Ausgewählter Auszug:
◆ ◆ ◆ ◆ ◆ ◆ ◆

20. Oktober 2013, 11:0013:00

Musikalische Sonntagsmatinee
Machen Medien aus uns engelsgleiche Wesen? Die Glücksversprechen der Mediengesellschaft stimmen oft mit dem Bild überein, das sich Menschen seit jeher von der Sehnsuchtsfigur des Engels machten. Angefangen mit dem Telefon, vorerst endend mit der digitalen Welt des Cyberspace schweben wir in den Stand engelhafter Wesen, die den Gesetzen der Schwerkraft scheinbar nicht unterliegen und wie von Geisterhand Raum, Zeit und Materie überwinden. Technologie wird zum Vollender und Vollstrecker der Theologie.

◆ ◆ ◆ ◆ ◆ ◆ ◆

Einträge:
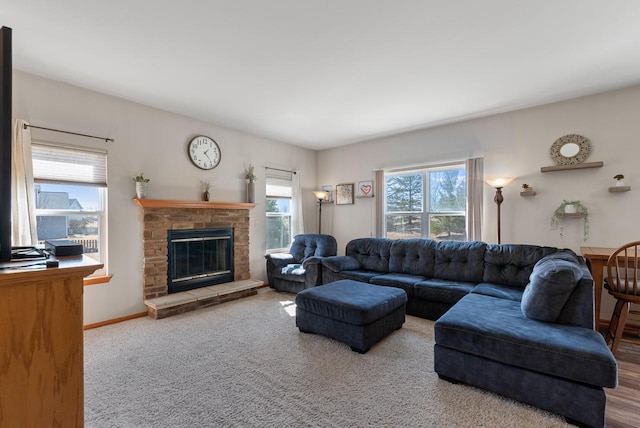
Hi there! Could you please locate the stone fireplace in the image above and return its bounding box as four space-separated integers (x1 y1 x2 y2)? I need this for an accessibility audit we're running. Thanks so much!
134 199 263 318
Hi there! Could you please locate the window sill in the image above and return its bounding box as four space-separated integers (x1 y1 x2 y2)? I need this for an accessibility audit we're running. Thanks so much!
83 275 113 287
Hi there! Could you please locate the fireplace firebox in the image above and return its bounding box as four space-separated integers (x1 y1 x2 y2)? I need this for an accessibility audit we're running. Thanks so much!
167 228 234 294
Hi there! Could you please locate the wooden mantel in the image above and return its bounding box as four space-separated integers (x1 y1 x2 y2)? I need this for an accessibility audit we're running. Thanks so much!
133 198 256 210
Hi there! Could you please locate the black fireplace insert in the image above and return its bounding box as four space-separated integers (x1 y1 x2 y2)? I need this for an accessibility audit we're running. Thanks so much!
167 227 234 294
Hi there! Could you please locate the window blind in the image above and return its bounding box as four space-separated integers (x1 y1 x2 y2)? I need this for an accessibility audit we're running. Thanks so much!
31 142 107 187
266 177 291 198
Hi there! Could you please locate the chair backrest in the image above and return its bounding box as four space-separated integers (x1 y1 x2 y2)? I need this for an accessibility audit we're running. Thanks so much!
289 233 338 263
607 241 640 299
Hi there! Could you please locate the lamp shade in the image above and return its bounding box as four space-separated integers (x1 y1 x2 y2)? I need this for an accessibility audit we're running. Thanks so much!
313 190 329 199
484 177 514 188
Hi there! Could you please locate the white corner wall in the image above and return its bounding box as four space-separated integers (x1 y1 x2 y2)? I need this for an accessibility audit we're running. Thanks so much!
13 70 316 324
318 86 640 318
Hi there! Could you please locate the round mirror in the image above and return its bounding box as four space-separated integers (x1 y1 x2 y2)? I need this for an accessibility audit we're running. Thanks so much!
560 143 580 158
549 134 591 165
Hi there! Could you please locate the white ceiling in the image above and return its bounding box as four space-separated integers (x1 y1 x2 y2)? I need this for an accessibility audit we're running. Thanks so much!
0 0 640 149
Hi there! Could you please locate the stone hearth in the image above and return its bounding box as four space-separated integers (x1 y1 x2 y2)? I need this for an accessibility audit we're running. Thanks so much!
134 199 264 319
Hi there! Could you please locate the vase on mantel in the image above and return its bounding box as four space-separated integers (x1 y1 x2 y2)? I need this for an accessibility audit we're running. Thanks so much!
246 179 256 204
136 181 149 199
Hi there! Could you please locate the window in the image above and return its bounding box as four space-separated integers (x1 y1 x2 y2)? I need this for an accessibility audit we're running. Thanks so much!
384 164 467 241
32 141 107 276
266 177 292 251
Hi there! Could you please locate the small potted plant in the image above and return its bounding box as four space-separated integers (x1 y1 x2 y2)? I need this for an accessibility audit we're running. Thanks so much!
244 164 258 203
200 180 211 202
133 172 151 199
552 200 589 241
244 164 258 183
613 174 624 187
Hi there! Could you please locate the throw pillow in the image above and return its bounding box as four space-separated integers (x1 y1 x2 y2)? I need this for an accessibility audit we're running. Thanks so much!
520 255 582 322
282 264 304 275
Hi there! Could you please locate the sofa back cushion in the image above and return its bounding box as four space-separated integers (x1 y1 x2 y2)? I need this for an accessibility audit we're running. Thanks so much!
289 233 338 263
345 238 393 272
434 241 487 283
482 244 558 290
520 251 582 322
389 239 436 278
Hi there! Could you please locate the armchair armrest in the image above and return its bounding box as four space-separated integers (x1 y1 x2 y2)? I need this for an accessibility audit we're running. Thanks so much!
264 253 295 268
322 256 361 272
302 256 325 269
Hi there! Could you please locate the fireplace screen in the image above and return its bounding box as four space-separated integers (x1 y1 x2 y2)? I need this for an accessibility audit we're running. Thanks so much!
167 228 233 293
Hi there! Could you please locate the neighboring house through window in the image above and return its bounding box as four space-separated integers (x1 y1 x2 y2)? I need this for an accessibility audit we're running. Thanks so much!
383 163 467 241
32 141 107 276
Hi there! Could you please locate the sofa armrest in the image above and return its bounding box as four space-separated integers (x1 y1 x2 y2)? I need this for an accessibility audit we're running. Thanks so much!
322 256 362 272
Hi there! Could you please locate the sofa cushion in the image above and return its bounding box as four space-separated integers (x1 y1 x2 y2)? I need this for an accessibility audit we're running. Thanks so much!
482 244 557 290
339 270 380 282
369 273 427 297
434 293 618 388
289 233 338 263
471 282 524 302
521 252 582 322
389 239 436 278
322 256 362 272
345 238 393 272
413 278 475 305
296 280 407 325
433 241 487 284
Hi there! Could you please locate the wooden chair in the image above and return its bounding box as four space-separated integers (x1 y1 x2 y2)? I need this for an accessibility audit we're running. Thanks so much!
604 241 640 355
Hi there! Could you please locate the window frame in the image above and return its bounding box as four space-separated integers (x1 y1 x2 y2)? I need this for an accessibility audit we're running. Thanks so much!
382 161 469 241
265 176 293 254
32 140 111 278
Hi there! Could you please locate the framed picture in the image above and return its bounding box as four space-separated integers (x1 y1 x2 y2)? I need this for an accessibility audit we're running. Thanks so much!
336 183 353 205
322 184 333 202
356 181 373 198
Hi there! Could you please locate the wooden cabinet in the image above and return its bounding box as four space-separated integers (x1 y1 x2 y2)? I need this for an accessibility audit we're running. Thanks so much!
0 258 102 427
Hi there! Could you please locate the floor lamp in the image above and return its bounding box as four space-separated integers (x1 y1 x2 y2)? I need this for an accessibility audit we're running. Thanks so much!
313 190 329 234
485 178 513 244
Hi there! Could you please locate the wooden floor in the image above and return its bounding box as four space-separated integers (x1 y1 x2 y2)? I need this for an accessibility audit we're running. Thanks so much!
605 332 640 428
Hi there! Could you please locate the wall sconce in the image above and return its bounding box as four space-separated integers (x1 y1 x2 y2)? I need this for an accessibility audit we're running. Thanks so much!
484 177 514 244
313 190 329 234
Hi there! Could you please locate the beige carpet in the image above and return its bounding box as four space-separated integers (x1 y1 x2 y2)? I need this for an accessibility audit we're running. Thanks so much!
85 289 566 428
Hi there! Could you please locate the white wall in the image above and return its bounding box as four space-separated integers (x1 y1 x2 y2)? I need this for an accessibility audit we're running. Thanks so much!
318 86 640 317
13 71 316 324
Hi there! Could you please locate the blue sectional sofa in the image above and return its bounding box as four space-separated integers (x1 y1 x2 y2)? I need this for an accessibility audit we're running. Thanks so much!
322 238 618 427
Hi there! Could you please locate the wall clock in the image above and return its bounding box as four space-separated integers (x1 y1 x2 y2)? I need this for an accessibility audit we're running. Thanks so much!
187 135 222 169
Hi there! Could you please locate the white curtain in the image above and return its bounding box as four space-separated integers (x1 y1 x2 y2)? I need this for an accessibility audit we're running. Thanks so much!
373 169 385 238
11 119 38 246
291 171 304 238
465 158 484 241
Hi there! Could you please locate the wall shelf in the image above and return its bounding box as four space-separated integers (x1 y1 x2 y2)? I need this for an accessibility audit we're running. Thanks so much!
556 213 584 218
540 161 604 172
609 186 631 193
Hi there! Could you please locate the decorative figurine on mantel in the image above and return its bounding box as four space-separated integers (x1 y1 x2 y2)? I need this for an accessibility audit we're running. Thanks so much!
200 180 211 202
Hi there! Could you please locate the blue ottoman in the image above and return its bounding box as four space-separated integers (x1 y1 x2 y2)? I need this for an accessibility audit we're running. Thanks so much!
296 279 407 354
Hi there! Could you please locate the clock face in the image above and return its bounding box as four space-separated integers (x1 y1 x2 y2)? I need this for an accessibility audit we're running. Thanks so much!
188 135 222 169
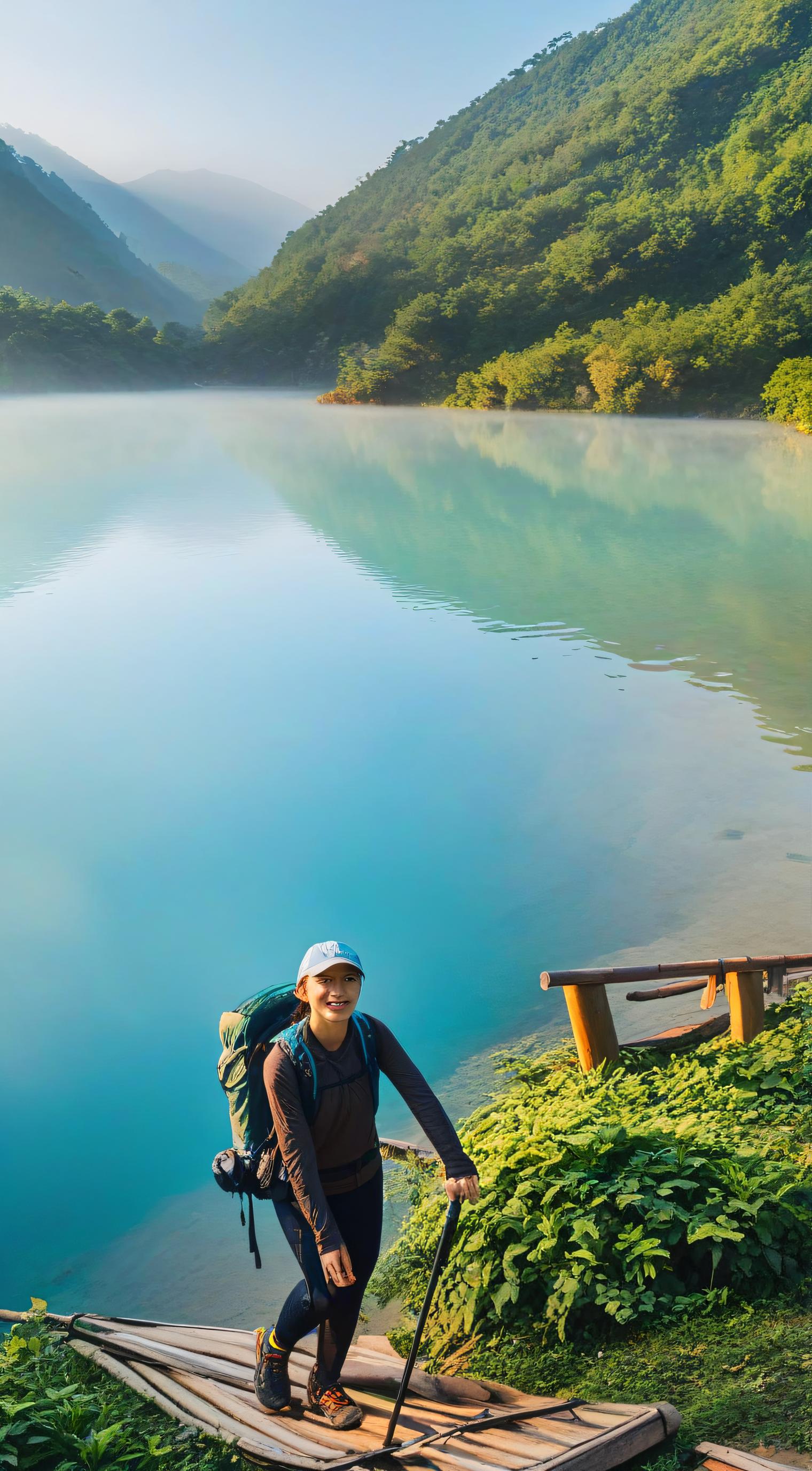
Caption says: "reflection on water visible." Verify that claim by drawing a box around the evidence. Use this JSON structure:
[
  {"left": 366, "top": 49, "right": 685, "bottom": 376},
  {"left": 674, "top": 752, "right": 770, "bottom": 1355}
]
[{"left": 0, "top": 394, "right": 812, "bottom": 1321}]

◆ ◆ ◆ ◆ ◆ ◆ ◆

Aufgabenstellung A: Wie lässt sich der Auszug über Medien und Engel in zwei Sätzen zusammenfassen?
Aufgabenstellung B:
Beantworte zum Auszug über Medien und Engel jeweils in einer Zeile:
(i) Wie heißt die angekündigte Veranstaltung?
(ii) Mit welchem Medium beginnt laut dem Auszug die Entwicklung hin zu engelhaften Wesen?
(iii) Wozu wird die Technologie im letzten Satz erklärt?
Aufgabenstellung C: Wie könnte der Auszug über Medien und Engel weitergehen? Schreibe ihn im Anschluss an seinen letzten Satz fort.

Endgültige Antwort A: Der Auszug fragt, ob Medien uns zu engelsgleichen Wesen machen, weil die Glücksversprechen der Mediengesellschaft oft dem alten Bild des Engels als Sehnsuchtsfigur entsprechen. Vom Telefon bis zum Cyberspace scheinen wir wie Engel Raum, Zeit und Materie zu überwinden, sodass die Technologie zum Vollender und Vollstrecker der Theologie wird.

Endgültige Antwort B:
(i) Musikalische Sonntagsmatinee
(ii) Mit dem Telefon
(iii) Zum Vollender und Vollstrecker der Theologie

Endgültige Antwort C:
Die Sehnsucht nach Befreiung von den Begrenzungen durch Raum und Zeit und dabei auch von den „Fesseln der Natur“ ist ein zentraler Impuls der Medienentwicklung: vom Brief, über das Telefon, Radio und Fernsehen bis in die neuen virtuellen Räume und Zeiten des Internets. Die Entwicklung der Medien lässt sich als zunehmende Spiritualisierung kommunikativer Zusammenhänge rekonstruieren. Eine Tendenz, Wirklichkeit gleichsam zu entmaterialisieren und Raum und Zeit als Koordinaten des Gegenständlichen wenn nicht zu überwinden, so doch wenigstens als etwas sinnlich Erfahrbares zu neutralisieren.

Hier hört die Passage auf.